• **Problem 1**
According to the article on sweet orange scab in Florida, which laboratory confirmed the disease?
• **Problem 2**
Extend the article on sweet orange scab in Florida by writing the paragraphs that follow its final quotation.

• **Quoted passage**
* * * *

The U.S. Department of Agriculture has confirmed finding sweet orange scab in non-commercial production areas of Florida.

The USDA’s Molecular Diagnostics Laboratory in Beltsville, Md., made the confirmation in late December on a grapefruit sample collected from a tree in a Lakeland, Fla., area campground and from a bitter orange sample taken off a tree in residential area in Broward County near Weston, Fla., west of Fort Lauderdale, Fla.



On Jan. 10, a tangerine sample from a backyard in Sarasota County also tested positive.

Richard Kinney, executive vice president of Florida Citrus Packers Inc., Lakeland, said the common fungal disease isn’t an issue for fresh fruit.

“It’s mostly residential,” he said. “They have it in the other states except California. It’s mostly plant material they’re worried about, not fruit movement. I think we’re okay for the most part.”

* * * *

• **Extracted entries**

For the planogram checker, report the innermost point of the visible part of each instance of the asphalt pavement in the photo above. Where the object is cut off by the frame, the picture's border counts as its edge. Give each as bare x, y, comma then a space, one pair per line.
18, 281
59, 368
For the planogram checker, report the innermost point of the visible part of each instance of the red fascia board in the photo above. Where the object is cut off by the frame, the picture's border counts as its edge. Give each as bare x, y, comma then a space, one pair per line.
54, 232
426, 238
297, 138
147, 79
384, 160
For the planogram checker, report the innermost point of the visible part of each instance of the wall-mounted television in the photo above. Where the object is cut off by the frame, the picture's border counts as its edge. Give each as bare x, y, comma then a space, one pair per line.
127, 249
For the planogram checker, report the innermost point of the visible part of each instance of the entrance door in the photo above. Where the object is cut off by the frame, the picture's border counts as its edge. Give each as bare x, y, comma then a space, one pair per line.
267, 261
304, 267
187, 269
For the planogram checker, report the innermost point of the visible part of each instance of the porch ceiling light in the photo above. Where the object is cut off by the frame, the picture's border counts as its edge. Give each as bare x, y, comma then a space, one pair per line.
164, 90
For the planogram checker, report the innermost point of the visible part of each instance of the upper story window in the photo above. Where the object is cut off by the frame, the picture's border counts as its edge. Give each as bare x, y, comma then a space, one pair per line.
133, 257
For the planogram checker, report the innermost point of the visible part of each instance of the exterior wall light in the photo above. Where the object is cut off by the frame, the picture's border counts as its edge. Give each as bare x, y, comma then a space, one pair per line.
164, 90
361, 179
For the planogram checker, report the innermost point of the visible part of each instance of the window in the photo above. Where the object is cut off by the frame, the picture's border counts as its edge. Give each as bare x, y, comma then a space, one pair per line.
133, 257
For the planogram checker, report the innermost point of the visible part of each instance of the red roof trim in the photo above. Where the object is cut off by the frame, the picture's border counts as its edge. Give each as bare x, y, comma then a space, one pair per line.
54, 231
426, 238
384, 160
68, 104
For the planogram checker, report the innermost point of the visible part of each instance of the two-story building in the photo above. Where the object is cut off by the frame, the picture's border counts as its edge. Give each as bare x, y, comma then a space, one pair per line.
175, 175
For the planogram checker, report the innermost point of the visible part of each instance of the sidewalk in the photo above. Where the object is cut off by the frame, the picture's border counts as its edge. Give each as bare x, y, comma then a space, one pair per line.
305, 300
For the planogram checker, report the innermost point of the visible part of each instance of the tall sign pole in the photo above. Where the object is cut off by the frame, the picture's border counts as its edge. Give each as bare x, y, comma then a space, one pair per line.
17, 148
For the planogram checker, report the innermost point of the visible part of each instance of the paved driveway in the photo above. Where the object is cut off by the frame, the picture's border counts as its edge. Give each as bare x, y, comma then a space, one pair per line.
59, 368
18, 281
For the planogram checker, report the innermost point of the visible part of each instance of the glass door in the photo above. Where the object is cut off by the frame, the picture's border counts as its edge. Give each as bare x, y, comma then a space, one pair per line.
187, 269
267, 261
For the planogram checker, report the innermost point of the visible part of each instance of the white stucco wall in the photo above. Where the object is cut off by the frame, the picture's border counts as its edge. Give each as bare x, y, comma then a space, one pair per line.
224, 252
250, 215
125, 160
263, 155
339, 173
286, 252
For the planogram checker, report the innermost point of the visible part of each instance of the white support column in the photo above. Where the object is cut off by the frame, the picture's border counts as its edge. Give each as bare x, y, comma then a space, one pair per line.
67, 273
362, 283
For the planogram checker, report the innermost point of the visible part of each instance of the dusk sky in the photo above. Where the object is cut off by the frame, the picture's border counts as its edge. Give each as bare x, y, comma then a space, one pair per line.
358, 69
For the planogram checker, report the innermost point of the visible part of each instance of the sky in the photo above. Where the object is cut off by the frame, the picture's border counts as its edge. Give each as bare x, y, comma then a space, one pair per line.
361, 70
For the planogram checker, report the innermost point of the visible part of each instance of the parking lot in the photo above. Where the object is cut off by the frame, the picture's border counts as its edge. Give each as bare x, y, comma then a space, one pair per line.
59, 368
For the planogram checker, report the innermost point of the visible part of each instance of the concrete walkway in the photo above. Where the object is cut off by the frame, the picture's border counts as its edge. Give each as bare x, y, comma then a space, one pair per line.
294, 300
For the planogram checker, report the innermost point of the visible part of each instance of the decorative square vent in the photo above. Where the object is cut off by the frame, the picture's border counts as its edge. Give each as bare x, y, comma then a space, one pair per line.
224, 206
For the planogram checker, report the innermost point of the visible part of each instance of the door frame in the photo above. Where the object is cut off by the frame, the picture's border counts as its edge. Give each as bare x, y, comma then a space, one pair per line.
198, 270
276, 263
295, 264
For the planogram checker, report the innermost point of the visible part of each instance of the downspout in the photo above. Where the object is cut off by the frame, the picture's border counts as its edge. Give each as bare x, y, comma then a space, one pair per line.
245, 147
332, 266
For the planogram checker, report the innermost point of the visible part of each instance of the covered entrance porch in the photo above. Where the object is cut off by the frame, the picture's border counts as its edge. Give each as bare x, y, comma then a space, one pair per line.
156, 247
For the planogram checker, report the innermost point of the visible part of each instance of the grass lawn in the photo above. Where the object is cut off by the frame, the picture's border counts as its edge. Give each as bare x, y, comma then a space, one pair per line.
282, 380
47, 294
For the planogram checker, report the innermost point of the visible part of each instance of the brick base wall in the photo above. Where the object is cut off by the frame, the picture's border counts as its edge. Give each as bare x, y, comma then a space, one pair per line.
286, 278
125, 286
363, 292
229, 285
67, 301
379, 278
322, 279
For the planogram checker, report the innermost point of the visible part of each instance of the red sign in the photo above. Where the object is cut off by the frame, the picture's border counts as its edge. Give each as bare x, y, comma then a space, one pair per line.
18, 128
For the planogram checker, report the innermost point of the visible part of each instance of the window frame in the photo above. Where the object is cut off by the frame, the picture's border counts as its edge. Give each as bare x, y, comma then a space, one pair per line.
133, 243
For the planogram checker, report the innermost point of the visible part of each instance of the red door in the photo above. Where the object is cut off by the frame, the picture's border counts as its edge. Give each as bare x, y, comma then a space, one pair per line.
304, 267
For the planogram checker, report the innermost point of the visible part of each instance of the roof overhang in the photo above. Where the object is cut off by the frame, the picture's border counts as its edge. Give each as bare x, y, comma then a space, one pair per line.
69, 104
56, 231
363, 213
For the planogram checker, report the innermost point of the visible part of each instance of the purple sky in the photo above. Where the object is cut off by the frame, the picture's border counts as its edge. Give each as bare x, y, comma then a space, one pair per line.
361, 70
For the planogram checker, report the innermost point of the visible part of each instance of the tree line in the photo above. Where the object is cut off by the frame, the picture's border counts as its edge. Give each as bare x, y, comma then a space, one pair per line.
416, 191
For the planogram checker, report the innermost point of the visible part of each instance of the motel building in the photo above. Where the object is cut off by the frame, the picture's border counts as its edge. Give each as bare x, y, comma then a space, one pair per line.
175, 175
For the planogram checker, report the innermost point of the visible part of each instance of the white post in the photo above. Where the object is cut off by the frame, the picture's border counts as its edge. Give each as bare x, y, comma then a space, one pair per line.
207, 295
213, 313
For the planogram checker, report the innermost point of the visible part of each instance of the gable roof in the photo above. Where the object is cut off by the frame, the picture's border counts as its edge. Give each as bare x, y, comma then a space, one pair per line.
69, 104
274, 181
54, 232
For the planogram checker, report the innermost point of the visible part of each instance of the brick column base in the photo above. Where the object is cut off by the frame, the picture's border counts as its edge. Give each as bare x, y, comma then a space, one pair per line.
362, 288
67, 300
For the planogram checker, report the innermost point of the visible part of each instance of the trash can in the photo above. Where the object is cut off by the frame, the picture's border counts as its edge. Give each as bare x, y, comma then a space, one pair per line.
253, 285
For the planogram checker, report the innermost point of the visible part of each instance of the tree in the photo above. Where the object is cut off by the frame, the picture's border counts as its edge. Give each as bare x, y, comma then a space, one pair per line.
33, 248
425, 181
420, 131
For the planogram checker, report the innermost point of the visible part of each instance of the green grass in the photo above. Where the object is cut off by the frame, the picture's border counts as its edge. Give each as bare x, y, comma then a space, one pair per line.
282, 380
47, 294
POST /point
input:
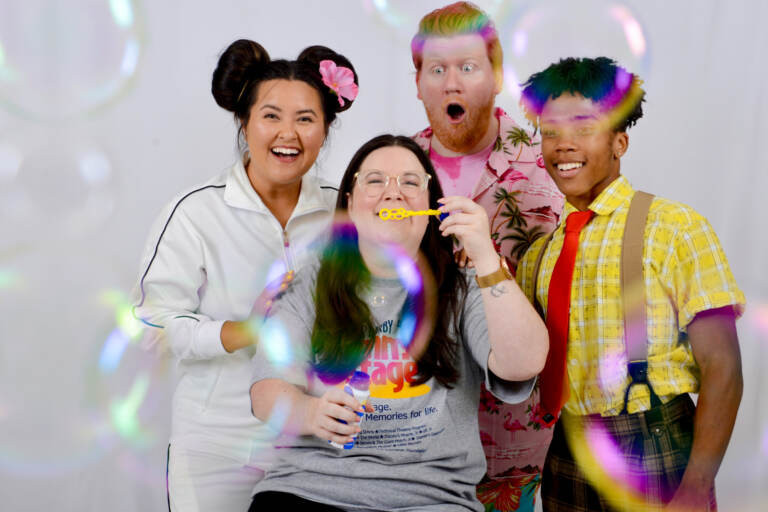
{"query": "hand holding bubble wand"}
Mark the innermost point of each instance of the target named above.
(402, 213)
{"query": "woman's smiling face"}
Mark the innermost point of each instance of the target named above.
(365, 203)
(285, 132)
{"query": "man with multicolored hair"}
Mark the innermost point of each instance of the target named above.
(480, 152)
(640, 305)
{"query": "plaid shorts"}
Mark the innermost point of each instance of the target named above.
(625, 462)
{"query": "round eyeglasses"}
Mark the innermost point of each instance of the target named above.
(374, 183)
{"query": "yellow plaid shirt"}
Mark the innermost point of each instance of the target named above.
(685, 272)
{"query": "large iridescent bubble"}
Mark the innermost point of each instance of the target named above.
(53, 186)
(538, 33)
(60, 58)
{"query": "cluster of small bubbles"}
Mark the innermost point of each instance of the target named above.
(53, 187)
(402, 16)
(606, 467)
(541, 32)
(125, 372)
(63, 58)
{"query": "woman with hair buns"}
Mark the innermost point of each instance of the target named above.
(216, 248)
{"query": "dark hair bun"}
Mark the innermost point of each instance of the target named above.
(312, 55)
(237, 65)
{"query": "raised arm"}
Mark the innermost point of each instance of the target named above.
(517, 335)
(166, 296)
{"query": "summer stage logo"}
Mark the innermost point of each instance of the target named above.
(391, 368)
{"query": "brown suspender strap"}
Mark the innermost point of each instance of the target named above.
(633, 296)
(632, 282)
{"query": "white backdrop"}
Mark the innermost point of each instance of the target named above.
(106, 113)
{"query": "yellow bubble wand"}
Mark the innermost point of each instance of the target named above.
(402, 213)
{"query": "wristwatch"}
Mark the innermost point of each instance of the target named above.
(500, 275)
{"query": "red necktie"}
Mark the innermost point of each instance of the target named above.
(553, 393)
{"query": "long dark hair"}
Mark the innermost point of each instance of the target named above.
(344, 320)
(245, 64)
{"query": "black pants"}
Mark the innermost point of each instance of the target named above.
(273, 500)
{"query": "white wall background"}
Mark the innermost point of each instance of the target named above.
(82, 178)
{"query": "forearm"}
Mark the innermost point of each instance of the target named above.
(237, 335)
(518, 337)
(277, 397)
(713, 338)
(718, 403)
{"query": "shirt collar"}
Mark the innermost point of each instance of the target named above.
(619, 192)
(239, 193)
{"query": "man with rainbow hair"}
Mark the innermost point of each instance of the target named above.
(640, 306)
(479, 152)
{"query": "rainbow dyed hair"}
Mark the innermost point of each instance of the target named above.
(456, 19)
(602, 80)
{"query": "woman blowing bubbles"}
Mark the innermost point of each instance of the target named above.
(210, 253)
(421, 448)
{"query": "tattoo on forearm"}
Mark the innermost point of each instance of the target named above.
(498, 290)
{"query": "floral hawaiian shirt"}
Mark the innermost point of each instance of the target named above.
(523, 204)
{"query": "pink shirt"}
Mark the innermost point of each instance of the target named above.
(458, 173)
(523, 203)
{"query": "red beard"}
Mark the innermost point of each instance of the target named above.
(464, 136)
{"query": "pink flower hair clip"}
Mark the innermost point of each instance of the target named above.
(340, 79)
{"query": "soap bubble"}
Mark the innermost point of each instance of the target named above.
(60, 58)
(542, 32)
(53, 187)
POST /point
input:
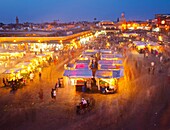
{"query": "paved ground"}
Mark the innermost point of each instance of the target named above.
(142, 102)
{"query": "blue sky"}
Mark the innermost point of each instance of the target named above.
(80, 10)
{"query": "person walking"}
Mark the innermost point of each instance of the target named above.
(152, 67)
(40, 75)
(41, 95)
(54, 93)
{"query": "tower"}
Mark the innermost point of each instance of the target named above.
(17, 20)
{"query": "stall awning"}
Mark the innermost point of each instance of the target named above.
(109, 73)
(103, 74)
(23, 64)
(110, 67)
(110, 62)
(82, 66)
(106, 51)
(83, 61)
(13, 70)
(78, 73)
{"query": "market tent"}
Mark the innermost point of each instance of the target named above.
(91, 51)
(110, 62)
(83, 61)
(23, 64)
(106, 51)
(12, 70)
(78, 73)
(118, 55)
(110, 66)
(109, 73)
(69, 66)
(82, 66)
(118, 73)
(103, 74)
(107, 56)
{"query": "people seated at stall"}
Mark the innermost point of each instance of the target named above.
(83, 103)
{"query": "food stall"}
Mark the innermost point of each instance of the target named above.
(13, 73)
(140, 46)
(77, 77)
(110, 62)
(108, 78)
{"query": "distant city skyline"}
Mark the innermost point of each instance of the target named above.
(39, 11)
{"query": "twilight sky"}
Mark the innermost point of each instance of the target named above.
(80, 10)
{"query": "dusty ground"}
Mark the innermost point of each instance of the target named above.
(142, 103)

* * * *

• **Response area 1**
The USDA's Molecular Diagnostics Laboratory in Beltsville, Md.

• **Response area 2**
Surveyors have discovered the scab, which is caused by the fungus Elsinoe astralis, in Texas, Louisiana and Mississippi.

In December, USDA issued a rule allowing citrus from south Texas commercial groves to be shipped to citrus-producing states as long as the fruit had undergone approved packinghouse treatment.

Sweet orange scab differs from common orange scab that's widespread in Florida as Sweet orange scab affects only fruit, according to University of Florida researchers.

The fungus attacks sweet oranges and some tangerines.